- 課題文 -
ソフトウェア・プロジェクトのリスクを扱う文章に基づいて、次の問いに答えよ。
(a) 引用されている言葉は誰のものとされているか。
(b) 無茶なスケジュールでも期日に間に合わせろと部下をたきつけることは、誰に大事な仕事を任せるのと同じだとされているか。
(c) ソフトウェア・プロジェクト・マネジャーのほとんどが正しく予想できないのは、どのような作業か。

- 本文抜粋 -
★ ★ ★ ★
熊とワルツを

 勝つためにいちいち賭けをしていると、負けた時にとても許容できない重大な影響が出るかもしれない。

ソフトウェア・プロジェクトでは概して、勝つために特別なことをするより、負けの程度を抑えるほうが大事なのだ。

部下に向かって、精一杯力を尽くして(たとえ無茶なスケジュールでも)プロジェクトを期日に間に合わせてみろとたきつけることは、NASCARのレーサーに大事な仕事を任せるのと同じことだと理解する必要がある。その人はあらゆるチャンスに賭け、思いつく限りの悪い可能性を無視し、はかない勝利の望みをできるだけ長くつなごうとするだろう。それを何と呼ぼうと、リスク管理ではないことは確かだ。

「我々は予想することは下手ではない。ほんとうに下手なのは、その予想の裏にある仮定をすべて挙げることである」ポール・ルック

ソフトウェア・プロジェクト・マネジャーのほとんどは、やらなければならない作業についてはほぼ正確に予想できるが、やらなければならないかもしれない作業は正しく予想できない。

この業界は、早く終わるという第三の結果を事実上不当なものとみなすことで、期日どおりに完成する確率をほぼゼロにしているのだ。いい加減なスケジュールを許さないがために、むしろいい加減なスケジュールが例外ではなく当然になっている。

約束した納期への信頼を高めるには、早く完成することの正当性を取り戻さなければならない。そのためにも、企業文化を本気で改革する必要がある。プロジェクトが予定より早く完成することが安全になれば、発注者も、予定どおりに納品されることを期待できるようになってくる。納期とは別に現実的な目標を設定し、約束を守れることを周囲に示すという、長年先延ばしにしてきた仕事を始めることができる。
★ ★ ★ ★
- データ部分 -
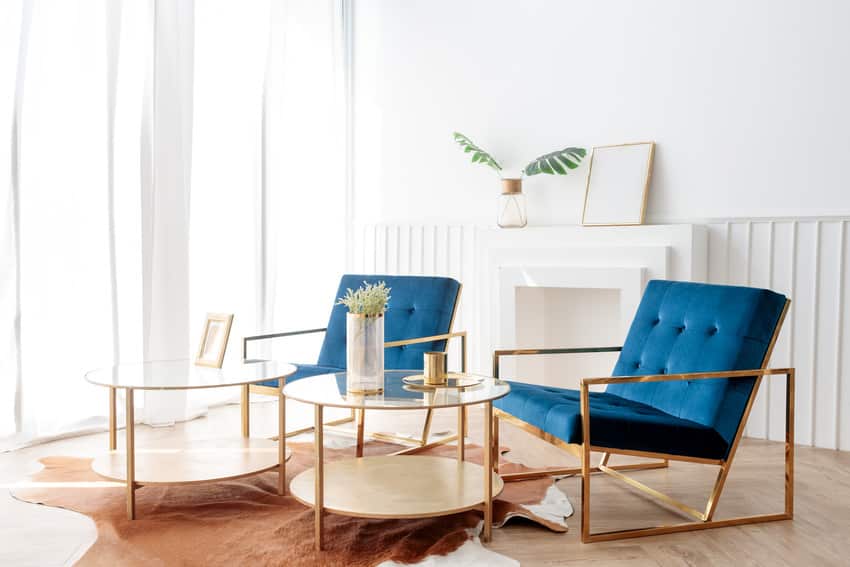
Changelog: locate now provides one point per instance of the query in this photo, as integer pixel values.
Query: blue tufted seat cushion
★ ★ ★ ★
- 解答 -
(a) ポール・ルック
(b) NASCARのレーサー
(c) やらなければならないかもしれない作業